◆ DATA SUPPLIED
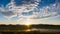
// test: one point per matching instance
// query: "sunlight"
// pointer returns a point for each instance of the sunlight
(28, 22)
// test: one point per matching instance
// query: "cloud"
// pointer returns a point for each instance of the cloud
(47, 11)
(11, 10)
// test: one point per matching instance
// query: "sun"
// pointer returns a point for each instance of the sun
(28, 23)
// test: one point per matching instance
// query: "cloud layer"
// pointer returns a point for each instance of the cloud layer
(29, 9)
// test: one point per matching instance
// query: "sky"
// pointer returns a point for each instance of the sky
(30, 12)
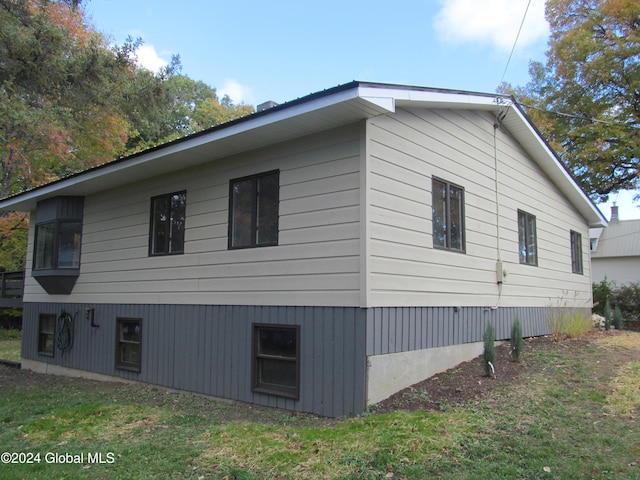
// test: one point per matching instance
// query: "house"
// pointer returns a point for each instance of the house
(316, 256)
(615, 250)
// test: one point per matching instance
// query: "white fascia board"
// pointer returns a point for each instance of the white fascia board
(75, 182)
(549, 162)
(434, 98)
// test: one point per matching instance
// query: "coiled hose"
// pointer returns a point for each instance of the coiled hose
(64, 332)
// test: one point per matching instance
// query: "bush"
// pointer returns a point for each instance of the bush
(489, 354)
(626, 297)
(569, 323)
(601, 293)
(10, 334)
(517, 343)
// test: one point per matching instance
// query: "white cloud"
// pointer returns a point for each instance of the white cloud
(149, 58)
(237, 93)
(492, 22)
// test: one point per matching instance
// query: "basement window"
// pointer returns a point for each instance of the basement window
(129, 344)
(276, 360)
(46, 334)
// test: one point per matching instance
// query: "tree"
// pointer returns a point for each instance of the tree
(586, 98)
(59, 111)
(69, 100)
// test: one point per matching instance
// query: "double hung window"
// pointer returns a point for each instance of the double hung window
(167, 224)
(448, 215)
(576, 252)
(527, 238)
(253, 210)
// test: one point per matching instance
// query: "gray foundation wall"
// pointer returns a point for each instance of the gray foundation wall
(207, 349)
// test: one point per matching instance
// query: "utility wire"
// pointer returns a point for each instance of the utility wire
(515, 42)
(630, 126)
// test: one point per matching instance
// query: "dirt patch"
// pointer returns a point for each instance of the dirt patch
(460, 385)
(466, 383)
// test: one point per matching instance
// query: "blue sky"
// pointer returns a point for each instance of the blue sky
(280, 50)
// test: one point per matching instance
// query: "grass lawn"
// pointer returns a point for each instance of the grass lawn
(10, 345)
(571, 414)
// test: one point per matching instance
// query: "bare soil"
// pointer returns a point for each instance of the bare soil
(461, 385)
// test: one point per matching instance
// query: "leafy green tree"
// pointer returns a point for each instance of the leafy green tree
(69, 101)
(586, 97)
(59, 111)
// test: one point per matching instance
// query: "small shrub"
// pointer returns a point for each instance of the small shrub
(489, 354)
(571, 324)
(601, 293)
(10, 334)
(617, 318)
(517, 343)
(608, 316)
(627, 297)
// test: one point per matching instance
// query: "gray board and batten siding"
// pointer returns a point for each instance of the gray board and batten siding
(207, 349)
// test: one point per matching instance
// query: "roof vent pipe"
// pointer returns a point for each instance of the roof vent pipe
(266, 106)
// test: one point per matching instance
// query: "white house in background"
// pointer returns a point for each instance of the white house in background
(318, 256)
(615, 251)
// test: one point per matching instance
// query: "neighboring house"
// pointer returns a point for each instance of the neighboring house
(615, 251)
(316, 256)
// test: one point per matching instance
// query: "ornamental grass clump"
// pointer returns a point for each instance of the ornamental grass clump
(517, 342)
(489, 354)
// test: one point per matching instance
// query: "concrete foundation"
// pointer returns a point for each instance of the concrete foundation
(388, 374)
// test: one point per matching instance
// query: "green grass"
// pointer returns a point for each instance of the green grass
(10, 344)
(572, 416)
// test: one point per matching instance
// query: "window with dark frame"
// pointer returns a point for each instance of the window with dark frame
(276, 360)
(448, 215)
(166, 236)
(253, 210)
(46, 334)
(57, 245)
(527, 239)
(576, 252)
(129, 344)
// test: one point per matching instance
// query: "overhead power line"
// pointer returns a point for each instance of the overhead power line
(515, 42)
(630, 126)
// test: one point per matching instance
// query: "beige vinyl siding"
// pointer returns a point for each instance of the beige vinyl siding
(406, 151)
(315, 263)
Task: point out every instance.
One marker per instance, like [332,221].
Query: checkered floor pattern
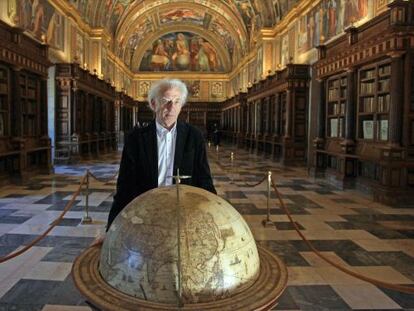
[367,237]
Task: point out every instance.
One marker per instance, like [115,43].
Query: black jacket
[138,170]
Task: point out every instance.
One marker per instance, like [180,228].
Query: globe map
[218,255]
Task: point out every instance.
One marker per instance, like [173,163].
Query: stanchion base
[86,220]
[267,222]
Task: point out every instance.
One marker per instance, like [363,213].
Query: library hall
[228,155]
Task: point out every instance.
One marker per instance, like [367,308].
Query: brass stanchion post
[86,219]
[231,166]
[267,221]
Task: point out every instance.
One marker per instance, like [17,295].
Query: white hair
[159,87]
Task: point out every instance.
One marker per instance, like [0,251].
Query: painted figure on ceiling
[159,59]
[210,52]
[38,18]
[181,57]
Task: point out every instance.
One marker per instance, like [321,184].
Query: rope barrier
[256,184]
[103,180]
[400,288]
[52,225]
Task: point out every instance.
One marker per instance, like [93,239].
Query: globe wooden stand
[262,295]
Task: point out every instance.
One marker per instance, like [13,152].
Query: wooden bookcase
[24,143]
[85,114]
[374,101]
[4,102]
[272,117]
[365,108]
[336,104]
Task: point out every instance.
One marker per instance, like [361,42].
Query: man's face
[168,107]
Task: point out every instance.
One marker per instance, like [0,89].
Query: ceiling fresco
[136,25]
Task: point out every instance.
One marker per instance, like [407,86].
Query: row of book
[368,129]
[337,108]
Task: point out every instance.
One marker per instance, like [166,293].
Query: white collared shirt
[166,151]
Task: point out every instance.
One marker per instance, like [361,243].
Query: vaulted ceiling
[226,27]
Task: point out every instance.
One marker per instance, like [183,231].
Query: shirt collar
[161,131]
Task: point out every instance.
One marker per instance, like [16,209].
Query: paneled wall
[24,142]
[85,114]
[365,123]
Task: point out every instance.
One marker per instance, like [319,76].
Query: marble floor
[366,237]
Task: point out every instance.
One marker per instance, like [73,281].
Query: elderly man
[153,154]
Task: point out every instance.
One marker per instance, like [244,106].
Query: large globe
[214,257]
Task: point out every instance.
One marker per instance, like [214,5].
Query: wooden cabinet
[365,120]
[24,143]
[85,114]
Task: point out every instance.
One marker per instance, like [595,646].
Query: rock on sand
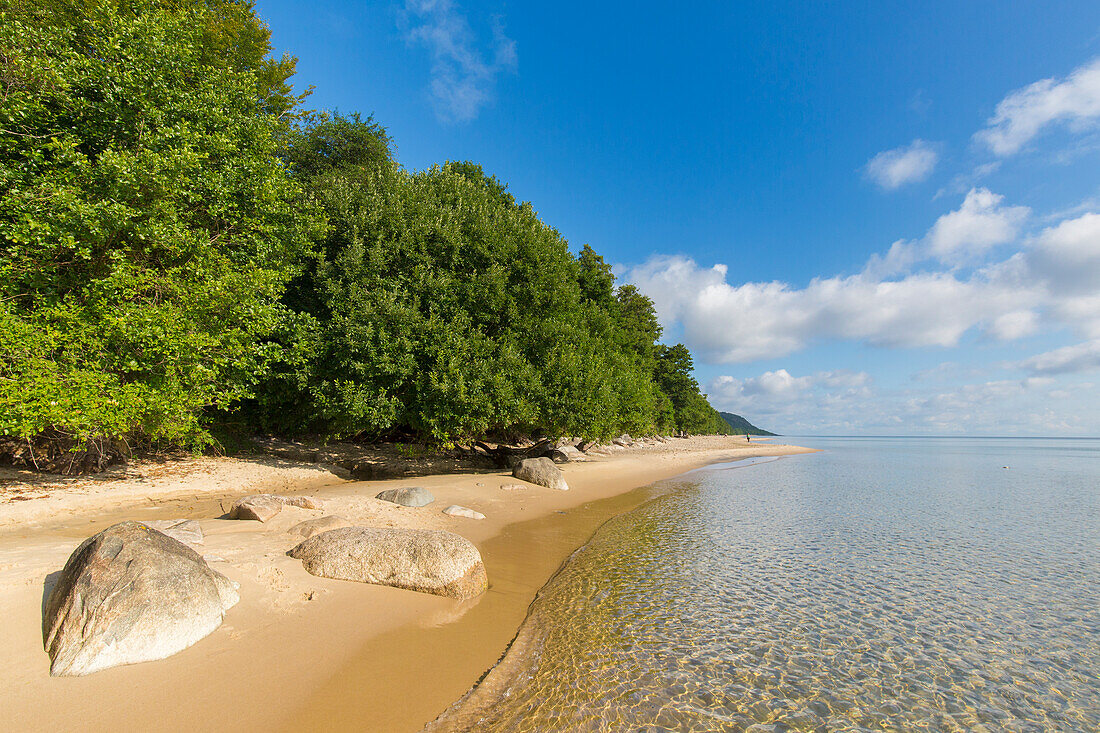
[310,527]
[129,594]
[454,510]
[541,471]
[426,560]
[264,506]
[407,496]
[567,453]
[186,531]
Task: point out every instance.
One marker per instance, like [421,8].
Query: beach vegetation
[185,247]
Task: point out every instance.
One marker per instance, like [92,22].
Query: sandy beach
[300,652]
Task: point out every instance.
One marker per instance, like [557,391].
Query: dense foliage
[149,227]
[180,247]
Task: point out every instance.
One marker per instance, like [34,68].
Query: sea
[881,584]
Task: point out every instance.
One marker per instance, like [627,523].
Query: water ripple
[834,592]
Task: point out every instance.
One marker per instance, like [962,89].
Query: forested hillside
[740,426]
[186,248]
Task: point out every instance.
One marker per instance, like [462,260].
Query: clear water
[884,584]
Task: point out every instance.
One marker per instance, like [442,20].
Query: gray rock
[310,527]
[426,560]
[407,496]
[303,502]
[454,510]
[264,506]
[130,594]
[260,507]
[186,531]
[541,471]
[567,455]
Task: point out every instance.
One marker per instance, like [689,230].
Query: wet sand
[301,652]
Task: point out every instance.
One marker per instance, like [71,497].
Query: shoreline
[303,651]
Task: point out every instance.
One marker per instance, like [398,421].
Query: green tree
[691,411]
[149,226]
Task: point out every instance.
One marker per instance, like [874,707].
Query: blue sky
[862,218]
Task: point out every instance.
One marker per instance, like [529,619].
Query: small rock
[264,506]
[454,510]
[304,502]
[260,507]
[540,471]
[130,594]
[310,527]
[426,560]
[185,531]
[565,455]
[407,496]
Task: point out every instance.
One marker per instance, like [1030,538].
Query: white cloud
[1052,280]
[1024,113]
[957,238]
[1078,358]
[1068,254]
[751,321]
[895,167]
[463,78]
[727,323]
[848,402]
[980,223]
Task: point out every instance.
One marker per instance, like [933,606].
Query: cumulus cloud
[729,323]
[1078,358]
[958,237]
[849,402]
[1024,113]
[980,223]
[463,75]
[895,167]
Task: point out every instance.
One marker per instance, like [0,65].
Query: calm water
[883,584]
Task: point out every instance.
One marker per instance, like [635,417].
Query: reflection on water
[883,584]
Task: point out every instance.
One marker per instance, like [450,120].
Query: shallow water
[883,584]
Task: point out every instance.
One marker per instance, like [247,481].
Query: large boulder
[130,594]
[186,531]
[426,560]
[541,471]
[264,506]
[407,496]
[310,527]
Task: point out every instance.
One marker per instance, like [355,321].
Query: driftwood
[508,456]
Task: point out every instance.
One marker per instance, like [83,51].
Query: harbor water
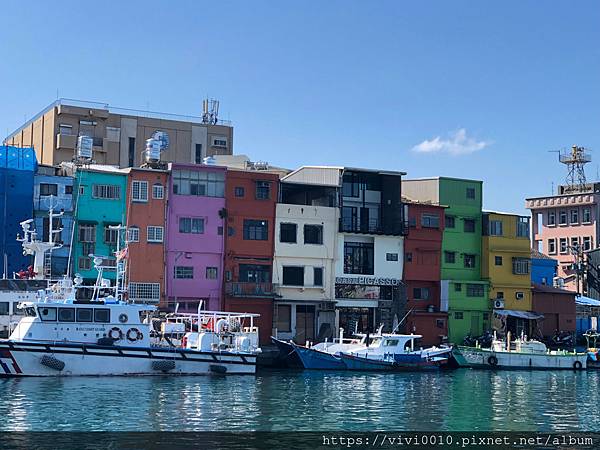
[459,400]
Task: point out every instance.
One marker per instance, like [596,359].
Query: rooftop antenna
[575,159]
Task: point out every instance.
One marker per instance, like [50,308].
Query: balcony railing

◆ WHAT TO PRODUCE
The expected output is an exact retyping of the lines from the line with "One marker per instance, like [0,65]." through the last line of the data, with both ends kept and the pictures dropped.

◆ RESULT BELOW
One marker per instance, like [0,65].
Query: calm water
[883,584]
Task: point out every instance.
One marker per instance, like [635,417].
Query: reflection on water
[883,584]
Task: point out every instance.
One marker per instance, like [450,120].
Query: shallow water
[883,584]
Task: point out every instance.
One marker per instance, like [247,481].
Query: large boulder
[130,594]
[186,531]
[426,560]
[541,471]
[264,506]
[407,496]
[310,527]
Task: point out every instance.
One marker per instance, like [355,321].
Query: driftwood
[508,456]
Task: point out every instance.
One marker per instance, like [83,51].
Query: harbor water
[459,400]
Task: point out every instance.
One marker per instance, like [596,359].
Query: rooftop antenna
[575,159]
Task: point out every instance.
One marker per instance, like [50,308].
Query: balcony railing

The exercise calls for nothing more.